> **DO THIS**
Copy all the material that follows, keeping every character the same.

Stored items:

>>>>

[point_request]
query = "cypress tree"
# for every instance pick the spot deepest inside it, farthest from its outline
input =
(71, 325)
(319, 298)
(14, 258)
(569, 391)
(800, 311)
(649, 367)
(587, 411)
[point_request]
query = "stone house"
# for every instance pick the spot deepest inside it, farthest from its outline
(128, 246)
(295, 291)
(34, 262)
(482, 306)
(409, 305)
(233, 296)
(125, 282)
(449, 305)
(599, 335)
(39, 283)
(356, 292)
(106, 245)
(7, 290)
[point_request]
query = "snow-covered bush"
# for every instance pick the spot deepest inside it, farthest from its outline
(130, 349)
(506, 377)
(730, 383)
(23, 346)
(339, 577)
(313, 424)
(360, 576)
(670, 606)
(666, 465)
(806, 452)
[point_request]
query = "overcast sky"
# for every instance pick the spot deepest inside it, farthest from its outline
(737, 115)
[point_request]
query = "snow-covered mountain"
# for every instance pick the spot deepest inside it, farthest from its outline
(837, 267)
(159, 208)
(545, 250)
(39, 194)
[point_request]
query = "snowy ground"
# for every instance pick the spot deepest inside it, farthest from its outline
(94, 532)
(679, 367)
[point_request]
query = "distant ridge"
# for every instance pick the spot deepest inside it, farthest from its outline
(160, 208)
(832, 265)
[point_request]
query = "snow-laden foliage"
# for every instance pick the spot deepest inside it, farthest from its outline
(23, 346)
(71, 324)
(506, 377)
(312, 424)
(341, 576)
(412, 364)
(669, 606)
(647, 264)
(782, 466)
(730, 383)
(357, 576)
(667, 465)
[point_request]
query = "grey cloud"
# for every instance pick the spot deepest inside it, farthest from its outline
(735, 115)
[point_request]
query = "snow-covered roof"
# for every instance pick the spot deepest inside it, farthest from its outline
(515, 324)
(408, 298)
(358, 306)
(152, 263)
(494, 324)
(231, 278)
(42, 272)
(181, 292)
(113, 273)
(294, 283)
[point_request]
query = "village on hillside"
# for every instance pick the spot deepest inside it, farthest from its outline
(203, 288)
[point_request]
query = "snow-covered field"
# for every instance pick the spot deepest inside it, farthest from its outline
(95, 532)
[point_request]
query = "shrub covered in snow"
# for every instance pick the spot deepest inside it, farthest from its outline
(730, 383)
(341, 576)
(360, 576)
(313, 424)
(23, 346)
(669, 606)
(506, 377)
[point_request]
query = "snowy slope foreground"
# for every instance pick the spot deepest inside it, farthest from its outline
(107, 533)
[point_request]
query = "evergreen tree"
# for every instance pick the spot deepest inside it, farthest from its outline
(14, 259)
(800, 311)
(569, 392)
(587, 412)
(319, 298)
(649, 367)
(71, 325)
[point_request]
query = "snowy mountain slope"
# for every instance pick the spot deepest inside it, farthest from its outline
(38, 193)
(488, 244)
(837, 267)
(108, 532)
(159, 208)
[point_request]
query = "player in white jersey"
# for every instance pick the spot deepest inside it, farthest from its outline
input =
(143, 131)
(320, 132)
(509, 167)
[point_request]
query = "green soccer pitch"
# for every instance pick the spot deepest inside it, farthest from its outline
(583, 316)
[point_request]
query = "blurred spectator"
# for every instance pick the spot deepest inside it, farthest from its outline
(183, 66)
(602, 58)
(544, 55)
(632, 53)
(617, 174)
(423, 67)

<<<<

> **RESPONSE TO THIS TASK**
[point_request]
query = "cypress tree"
# for every instance pick the spot deepest inside it, farthest from its outline
input =
(71, 325)
(319, 298)
(14, 258)
(569, 391)
(800, 311)
(649, 367)
(587, 411)
[point_request]
query = "stone house"
# for every instance pick the spot deepest inside it, farthest from its outline
(128, 246)
(295, 291)
(34, 262)
(482, 306)
(409, 305)
(233, 296)
(125, 282)
(449, 305)
(599, 335)
(39, 283)
(356, 292)
(106, 245)
(7, 290)
[point_request]
query = "snow-covered bush"
# for every instance pick the spot deepest inside it, farthest from its outline
(130, 349)
(506, 377)
(730, 383)
(23, 346)
(339, 577)
(313, 424)
(360, 576)
(670, 606)
(666, 465)
(806, 452)
[point_request]
query = "overcast sky"
# for every instance pick the spot deepest inside it, farthest from its outline
(737, 115)
[point_request]
query = "snow-covered mountain"
# for every instance pick the spot deepest inside it, farthest from its outline
(837, 267)
(159, 208)
(545, 250)
(39, 194)
[point_request]
query = "snowy ground"
# for every instance pick the spot deepest inside it, farthest from its outline
(94, 532)
(679, 367)
[point_request]
query = "distant ridge"
# for every instance pick the spot deepest inside it, farthest from its outline
(160, 208)
(832, 265)
[point_request]
query = "snow-laden foliage"
# for every instance pick the spot deepest inside it, farthest from its outline
(23, 346)
(71, 324)
(506, 377)
(312, 424)
(341, 576)
(412, 364)
(669, 606)
(647, 264)
(782, 466)
(730, 383)
(357, 576)
(667, 465)
[point_request]
query = "grey cloud"
# for every instance pick the spot deepest inside it, farthest from its outline
(735, 115)
[point_request]
query = "snow-covered roof"
# for every instance pick the spot deepest inside it, farthest from its outline
(515, 324)
(408, 298)
(358, 306)
(152, 263)
(494, 324)
(231, 278)
(42, 272)
(181, 292)
(113, 273)
(294, 283)
[point_request]
query = "village on hillside"
# for every instance pick the spot deepest inside it, farthest from its outline
(203, 288)
[point_request]
query = "snow-covered field"
# for every instance pick the spot deepest inside it, farthest from its outline
(95, 532)
[point_request]
query = "shrub covered in snow"
# for every instance pick the spot deepest inside it, farthest from its outline
(730, 383)
(341, 576)
(360, 576)
(313, 424)
(23, 346)
(669, 606)
(506, 377)
[point_request]
query = "snowy slope foreground"
# for every instance pick the spot deepest inside it, farthest from its outline
(107, 533)
[point_request]
query = "evergreen tree"
# for every instance pick the spot deepest inside it, farthest from its outline
(14, 259)
(800, 311)
(569, 392)
(587, 412)
(319, 298)
(649, 367)
(71, 325)
[point_request]
query = "snowy mountain slope"
# for every instance pick the spot deepest inside it, farthest from its outline
(38, 193)
(488, 244)
(837, 267)
(108, 532)
(159, 208)
[point_request]
query = "player in white jersey"
# for every instance pick the spot deepest inside it, farthest from its outline
input =
(143, 131)
(320, 132)
(509, 167)
[point_request]
query = "green soccer pitch"
# for every instance pick the spot deepest inside it, farthest from its outline
(583, 316)
[point_request]
query = "blurred spectator"
# for every instance pick the spot deepest inside it, farthest from its outline
(183, 66)
(602, 58)
(544, 55)
(632, 53)
(617, 174)
(423, 67)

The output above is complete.